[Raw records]
------------------------------

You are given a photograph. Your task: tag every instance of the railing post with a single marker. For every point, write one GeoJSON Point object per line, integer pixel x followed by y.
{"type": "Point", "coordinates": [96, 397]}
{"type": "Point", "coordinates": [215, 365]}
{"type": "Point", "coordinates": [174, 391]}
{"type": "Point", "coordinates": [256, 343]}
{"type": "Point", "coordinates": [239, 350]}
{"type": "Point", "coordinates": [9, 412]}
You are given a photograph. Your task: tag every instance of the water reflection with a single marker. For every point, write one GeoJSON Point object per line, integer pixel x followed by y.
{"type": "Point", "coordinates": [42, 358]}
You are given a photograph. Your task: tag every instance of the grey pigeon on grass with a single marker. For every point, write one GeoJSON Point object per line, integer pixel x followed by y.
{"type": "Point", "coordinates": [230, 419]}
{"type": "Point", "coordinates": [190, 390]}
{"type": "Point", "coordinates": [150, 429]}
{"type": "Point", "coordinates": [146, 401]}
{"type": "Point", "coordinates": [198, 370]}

------------------------------

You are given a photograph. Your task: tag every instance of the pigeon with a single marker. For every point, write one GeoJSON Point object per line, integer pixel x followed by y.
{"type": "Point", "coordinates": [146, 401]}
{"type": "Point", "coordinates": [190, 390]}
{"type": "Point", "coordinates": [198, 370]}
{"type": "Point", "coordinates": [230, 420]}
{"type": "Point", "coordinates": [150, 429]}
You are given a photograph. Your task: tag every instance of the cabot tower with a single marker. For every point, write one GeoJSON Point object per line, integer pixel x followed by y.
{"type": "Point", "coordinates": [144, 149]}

------------------------------

◆ WHAT YOU HAVE TO DO ◆
Pick out every line of the data above that contains the string "pigeon", matching case exactly, and copy each such line in full.

◆ THE RESULT ◆
You are given a photograph. Your task: tag every instance of the grey pigeon on grass with a single marker. For every point, write one GeoJSON Point object per line, integer pixel x followed by y.
You are given a photograph. Your task: tag every instance of the pigeon with a single marker. For every point, write one GeoJSON Point object per line, integer pixel x followed by y.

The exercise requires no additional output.